Find every line in the rows below that contains the string "road" and copy each one out. Treat uppercase and lowercase as different.

#### The records

■ ■ ■ ■

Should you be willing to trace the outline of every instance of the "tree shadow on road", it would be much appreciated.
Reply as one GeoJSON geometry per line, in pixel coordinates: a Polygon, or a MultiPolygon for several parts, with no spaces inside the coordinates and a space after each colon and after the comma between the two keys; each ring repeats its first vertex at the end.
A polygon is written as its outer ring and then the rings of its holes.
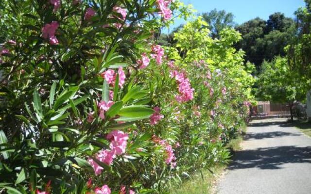
{"type": "Polygon", "coordinates": [[[272,125],[281,125],[287,124],[288,123],[288,121],[273,121],[270,122],[264,122],[262,123],[250,123],[248,124],[249,127],[268,127],[272,125]]]}
{"type": "Polygon", "coordinates": [[[280,169],[287,163],[311,163],[311,146],[283,146],[237,151],[229,170],[280,169]]]}
{"type": "Polygon", "coordinates": [[[281,137],[288,136],[301,135],[299,133],[289,133],[284,131],[272,131],[264,133],[247,133],[243,138],[244,140],[251,139],[262,139],[265,138],[273,138],[274,137],[281,137]]]}

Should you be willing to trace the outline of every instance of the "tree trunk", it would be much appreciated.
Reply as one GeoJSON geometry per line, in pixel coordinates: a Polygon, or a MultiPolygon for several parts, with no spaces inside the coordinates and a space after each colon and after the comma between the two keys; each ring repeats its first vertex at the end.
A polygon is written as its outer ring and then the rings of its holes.
{"type": "Polygon", "coordinates": [[[291,122],[294,121],[294,113],[293,112],[293,108],[294,107],[294,103],[289,103],[290,106],[290,112],[291,113],[291,122]]]}

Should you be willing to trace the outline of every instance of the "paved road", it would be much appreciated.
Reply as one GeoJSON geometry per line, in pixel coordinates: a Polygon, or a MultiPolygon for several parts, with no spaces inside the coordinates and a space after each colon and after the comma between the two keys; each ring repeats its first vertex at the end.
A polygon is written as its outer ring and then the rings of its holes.
{"type": "Polygon", "coordinates": [[[311,138],[284,119],[254,121],[218,194],[311,194],[311,138]]]}

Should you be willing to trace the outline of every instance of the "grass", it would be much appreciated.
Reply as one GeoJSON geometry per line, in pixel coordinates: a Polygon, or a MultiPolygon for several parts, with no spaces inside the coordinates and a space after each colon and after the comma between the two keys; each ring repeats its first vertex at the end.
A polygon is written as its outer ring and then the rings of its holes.
{"type": "MultiPolygon", "coordinates": [[[[227,145],[228,148],[231,150],[232,154],[242,149],[241,143],[243,141],[242,136],[246,132],[247,126],[241,126],[238,137],[231,140],[227,145]]],[[[207,169],[202,170],[192,175],[191,178],[183,181],[182,183],[172,186],[170,194],[211,194],[215,193],[215,186],[217,180],[226,168],[226,165],[222,165],[211,169],[211,173],[207,169]]]]}
{"type": "Polygon", "coordinates": [[[311,137],[311,122],[301,122],[295,123],[295,127],[306,135],[311,137]]]}
{"type": "Polygon", "coordinates": [[[200,173],[194,174],[191,178],[171,188],[171,194],[207,194],[213,192],[213,189],[225,166],[222,165],[213,168],[214,174],[208,170],[202,170],[200,173]],[[203,178],[202,178],[203,177],[203,178]]]}

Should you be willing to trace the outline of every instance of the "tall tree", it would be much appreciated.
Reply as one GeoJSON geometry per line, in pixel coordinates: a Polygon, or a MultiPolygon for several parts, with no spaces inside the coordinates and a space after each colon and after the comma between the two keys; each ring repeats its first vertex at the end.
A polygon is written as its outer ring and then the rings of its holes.
{"type": "Polygon", "coordinates": [[[213,38],[220,38],[220,33],[224,29],[233,27],[234,16],[232,13],[227,13],[225,10],[217,11],[215,9],[209,12],[202,14],[203,19],[208,24],[208,29],[211,32],[213,38]]]}
{"type": "Polygon", "coordinates": [[[236,46],[246,52],[245,61],[259,67],[264,61],[271,61],[275,56],[284,56],[284,48],[294,36],[293,19],[279,12],[269,16],[267,21],[259,17],[251,19],[236,27],[243,39],[236,46]]]}
{"type": "Polygon", "coordinates": [[[301,75],[311,78],[311,0],[295,12],[297,35],[286,48],[288,62],[301,75]]]}
{"type": "Polygon", "coordinates": [[[264,62],[257,81],[257,97],[260,100],[287,103],[293,119],[295,100],[306,97],[307,81],[289,67],[285,58],[277,57],[271,62],[264,62]]]}

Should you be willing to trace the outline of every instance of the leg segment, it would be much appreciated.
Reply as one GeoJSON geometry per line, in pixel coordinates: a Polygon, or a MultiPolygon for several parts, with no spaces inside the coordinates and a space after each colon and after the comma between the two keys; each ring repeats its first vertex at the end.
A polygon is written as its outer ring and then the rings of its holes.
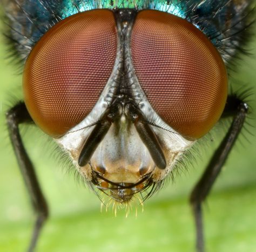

■ ■ ■ ■

#### Exercise response
Should you be willing to trace the outline of every instance of the "tree shadow on road", it would be much appreciated.
Should you be willing to trace the outline of every instance of the "paved road", it would be much appreciated.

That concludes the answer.